::: ENTRIES PROVIDED :::
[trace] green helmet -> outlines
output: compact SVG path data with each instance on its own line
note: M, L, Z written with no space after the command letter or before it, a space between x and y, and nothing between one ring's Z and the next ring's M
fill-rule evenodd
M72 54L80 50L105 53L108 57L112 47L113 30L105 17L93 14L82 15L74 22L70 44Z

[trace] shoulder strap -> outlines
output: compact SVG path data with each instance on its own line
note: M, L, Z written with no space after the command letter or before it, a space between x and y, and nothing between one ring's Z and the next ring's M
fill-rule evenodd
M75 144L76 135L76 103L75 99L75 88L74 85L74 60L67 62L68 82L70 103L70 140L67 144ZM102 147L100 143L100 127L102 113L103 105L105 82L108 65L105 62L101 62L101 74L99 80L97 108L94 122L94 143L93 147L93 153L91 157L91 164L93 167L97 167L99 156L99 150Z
:::
• [SHORT TASK] Write out every line of the material above without changing a single character.

• [FINAL ANSWER]
[trace] green helmet -> outlines
output: compact SVG path data with each instance on its own line
note: M, L, Z written with no space after the command letter or before it, a space between x and y, and nothing between one ring's Z and the next ring's M
fill-rule evenodd
M72 54L80 50L105 53L108 57L112 47L113 30L105 17L93 14L82 15L74 22L70 44Z

[trace] shoulder strap -> outlines
output: compact SVG path data with each instance on its own line
note: M, L, Z written with no space after the command letter or before it, a space between x and y, and nothing between one ring's Z and the next ring's M
fill-rule evenodd
M75 144L76 135L76 103L75 99L75 88L74 85L74 60L67 62L68 82L70 103L70 140L67 144ZM102 147L100 143L100 127L102 113L103 105L105 82L108 65L105 62L101 62L101 74L99 80L97 108L94 122L94 143L93 147L93 153L91 157L91 164L93 167L97 167L99 156L99 150Z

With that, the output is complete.